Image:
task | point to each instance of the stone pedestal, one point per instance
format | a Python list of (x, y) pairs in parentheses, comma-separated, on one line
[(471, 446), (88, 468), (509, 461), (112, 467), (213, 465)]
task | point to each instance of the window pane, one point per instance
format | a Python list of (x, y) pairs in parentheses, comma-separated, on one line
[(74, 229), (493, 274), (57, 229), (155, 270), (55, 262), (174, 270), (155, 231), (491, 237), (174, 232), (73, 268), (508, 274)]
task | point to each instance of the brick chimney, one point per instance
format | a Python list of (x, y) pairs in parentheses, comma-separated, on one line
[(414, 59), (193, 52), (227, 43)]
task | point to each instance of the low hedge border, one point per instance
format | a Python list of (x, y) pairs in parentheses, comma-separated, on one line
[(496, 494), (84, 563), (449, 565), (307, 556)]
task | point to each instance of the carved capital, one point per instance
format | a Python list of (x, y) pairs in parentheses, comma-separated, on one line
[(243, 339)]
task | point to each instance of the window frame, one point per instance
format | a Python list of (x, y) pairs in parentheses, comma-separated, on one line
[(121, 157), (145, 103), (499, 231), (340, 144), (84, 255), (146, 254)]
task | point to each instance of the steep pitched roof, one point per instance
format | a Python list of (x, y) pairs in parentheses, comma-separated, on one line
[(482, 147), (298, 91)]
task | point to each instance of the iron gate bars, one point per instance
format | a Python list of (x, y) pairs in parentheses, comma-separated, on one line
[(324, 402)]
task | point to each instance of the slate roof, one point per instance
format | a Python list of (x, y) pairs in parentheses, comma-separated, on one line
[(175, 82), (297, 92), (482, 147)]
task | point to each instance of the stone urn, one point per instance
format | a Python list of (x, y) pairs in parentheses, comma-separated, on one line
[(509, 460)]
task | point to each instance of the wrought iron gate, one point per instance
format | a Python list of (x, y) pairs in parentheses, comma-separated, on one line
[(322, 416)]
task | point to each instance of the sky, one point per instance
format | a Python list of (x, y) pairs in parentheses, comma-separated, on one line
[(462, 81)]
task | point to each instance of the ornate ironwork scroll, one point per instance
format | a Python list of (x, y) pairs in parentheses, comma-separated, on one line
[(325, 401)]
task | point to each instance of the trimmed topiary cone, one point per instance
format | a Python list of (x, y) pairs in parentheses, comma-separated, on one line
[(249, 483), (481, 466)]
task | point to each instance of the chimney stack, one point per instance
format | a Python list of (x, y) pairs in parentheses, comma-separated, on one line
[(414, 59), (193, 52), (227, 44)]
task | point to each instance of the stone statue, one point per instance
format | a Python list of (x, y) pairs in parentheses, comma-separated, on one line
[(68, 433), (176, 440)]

Work required: Reply with nothing but the number of lines in the listing that include "chimney".

Result: 2